A block of data
"""

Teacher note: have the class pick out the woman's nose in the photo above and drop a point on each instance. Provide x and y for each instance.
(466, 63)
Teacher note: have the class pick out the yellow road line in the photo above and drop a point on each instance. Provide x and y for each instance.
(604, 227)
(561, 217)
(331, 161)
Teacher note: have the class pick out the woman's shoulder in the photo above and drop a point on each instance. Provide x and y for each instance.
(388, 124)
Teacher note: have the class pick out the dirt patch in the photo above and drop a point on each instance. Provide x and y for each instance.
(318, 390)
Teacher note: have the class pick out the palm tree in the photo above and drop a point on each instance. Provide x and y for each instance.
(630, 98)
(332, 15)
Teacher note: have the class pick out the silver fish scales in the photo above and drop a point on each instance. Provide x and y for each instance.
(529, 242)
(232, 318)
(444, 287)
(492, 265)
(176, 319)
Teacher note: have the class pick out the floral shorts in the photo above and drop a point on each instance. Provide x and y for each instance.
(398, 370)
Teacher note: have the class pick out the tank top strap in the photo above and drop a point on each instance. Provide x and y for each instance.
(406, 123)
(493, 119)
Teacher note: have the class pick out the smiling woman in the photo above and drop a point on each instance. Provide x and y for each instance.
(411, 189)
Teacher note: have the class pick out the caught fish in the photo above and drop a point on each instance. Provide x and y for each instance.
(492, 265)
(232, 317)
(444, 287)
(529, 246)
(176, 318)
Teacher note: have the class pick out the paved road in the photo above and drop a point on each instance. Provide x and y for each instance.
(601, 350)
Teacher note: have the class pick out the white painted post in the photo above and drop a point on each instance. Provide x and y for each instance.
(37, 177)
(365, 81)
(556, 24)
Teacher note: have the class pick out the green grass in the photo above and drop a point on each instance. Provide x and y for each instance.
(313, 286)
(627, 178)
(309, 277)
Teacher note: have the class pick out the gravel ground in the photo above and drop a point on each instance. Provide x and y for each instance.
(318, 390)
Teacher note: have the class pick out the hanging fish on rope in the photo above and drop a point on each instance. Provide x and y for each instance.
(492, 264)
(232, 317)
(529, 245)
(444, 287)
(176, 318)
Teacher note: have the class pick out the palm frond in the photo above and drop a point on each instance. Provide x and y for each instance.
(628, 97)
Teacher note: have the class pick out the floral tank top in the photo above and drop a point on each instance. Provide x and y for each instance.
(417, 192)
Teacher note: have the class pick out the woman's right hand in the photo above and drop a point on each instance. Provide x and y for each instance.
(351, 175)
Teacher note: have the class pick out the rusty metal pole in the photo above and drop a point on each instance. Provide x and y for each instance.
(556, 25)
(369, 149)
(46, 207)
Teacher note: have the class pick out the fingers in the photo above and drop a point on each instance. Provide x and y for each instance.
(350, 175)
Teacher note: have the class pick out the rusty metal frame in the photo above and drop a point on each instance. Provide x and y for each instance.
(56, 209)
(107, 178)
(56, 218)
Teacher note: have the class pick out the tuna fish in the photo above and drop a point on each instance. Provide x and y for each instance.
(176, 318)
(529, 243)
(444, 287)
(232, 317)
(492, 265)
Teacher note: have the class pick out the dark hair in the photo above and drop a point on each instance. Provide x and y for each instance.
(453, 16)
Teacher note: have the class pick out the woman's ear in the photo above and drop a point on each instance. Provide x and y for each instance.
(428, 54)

"""
"""

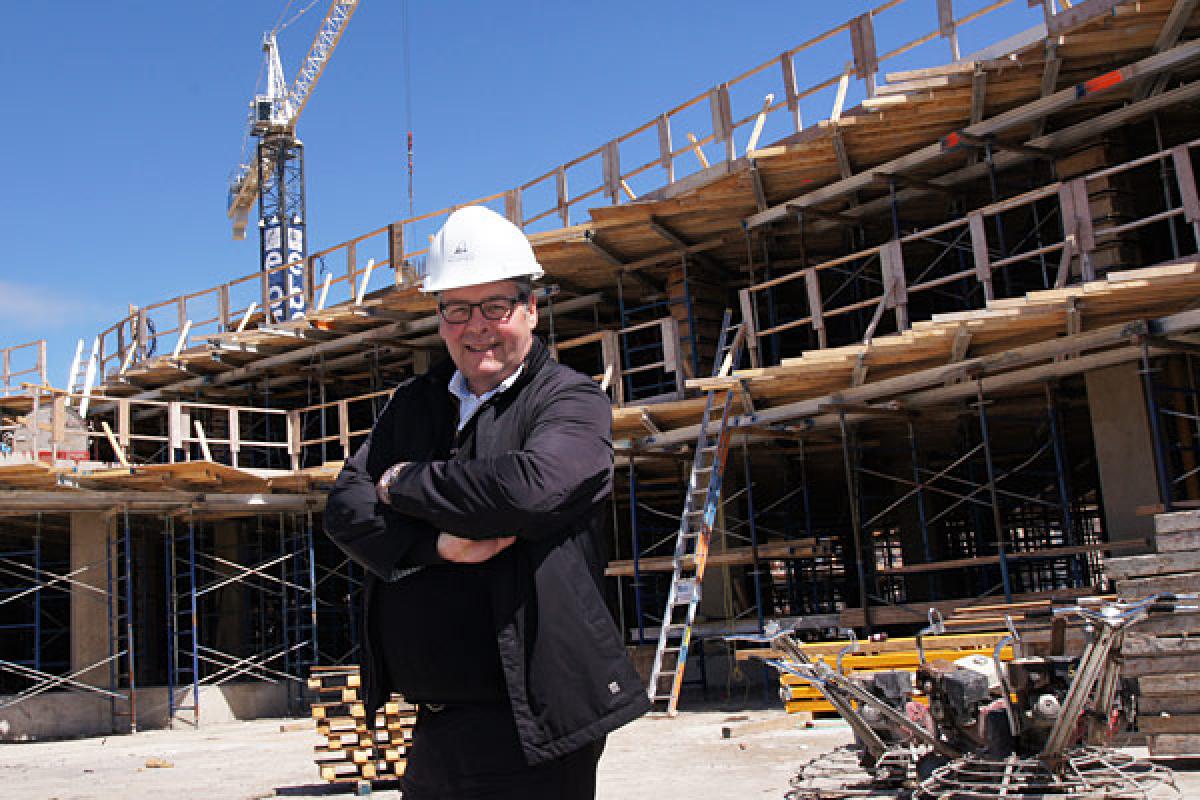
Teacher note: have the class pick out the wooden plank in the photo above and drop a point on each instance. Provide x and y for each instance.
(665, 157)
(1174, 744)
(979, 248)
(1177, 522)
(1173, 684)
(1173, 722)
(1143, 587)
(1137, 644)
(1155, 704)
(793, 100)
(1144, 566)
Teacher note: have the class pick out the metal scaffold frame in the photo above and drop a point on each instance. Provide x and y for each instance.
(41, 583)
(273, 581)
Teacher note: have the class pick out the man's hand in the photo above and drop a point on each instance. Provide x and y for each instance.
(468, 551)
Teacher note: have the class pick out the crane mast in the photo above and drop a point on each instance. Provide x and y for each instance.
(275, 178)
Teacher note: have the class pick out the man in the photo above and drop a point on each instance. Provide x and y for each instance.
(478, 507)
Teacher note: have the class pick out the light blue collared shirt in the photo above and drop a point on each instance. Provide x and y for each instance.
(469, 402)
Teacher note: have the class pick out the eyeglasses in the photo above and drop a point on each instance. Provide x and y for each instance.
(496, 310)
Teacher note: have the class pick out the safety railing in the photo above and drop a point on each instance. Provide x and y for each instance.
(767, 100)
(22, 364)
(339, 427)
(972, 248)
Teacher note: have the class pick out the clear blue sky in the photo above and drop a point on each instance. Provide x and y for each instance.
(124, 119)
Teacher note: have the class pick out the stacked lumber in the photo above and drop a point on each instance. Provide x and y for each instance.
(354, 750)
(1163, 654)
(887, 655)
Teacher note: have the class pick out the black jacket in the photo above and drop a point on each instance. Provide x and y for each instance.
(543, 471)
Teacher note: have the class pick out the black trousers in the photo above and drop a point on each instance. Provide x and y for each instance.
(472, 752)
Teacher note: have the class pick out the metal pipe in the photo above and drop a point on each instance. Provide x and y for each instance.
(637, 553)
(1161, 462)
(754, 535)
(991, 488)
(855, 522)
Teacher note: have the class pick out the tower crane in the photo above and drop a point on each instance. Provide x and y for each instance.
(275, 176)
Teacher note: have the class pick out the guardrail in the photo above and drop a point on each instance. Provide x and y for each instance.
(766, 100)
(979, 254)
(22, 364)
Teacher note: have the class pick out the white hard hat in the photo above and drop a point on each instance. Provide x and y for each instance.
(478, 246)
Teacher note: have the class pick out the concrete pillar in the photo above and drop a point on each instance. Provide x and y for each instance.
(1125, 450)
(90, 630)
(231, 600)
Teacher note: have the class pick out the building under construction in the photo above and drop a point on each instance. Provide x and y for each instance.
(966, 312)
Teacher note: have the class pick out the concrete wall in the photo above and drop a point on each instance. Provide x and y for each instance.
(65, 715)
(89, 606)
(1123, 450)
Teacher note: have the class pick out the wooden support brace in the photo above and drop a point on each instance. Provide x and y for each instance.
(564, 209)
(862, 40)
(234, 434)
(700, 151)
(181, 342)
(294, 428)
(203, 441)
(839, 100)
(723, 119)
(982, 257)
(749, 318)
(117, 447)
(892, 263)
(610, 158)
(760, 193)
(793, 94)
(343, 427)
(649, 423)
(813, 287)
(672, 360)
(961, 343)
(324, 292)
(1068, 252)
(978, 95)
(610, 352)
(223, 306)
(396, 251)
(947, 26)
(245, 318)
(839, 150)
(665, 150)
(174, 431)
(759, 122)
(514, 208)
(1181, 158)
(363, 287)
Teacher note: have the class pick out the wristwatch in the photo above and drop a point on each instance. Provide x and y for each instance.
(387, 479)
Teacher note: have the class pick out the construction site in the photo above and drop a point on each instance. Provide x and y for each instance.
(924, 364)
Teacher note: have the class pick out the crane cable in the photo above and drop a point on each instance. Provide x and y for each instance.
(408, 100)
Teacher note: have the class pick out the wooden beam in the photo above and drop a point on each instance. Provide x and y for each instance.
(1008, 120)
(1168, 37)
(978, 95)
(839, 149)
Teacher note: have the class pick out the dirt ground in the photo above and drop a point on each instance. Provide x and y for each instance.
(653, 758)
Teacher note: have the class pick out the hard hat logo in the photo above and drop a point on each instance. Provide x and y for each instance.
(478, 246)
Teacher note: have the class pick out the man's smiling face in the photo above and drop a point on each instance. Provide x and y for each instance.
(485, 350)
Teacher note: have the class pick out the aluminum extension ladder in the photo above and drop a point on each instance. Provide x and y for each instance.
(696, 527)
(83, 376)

"""

Written instruction>
How many lines in the entries above contain the word "floral"? Give only the number.

Problem solution>
2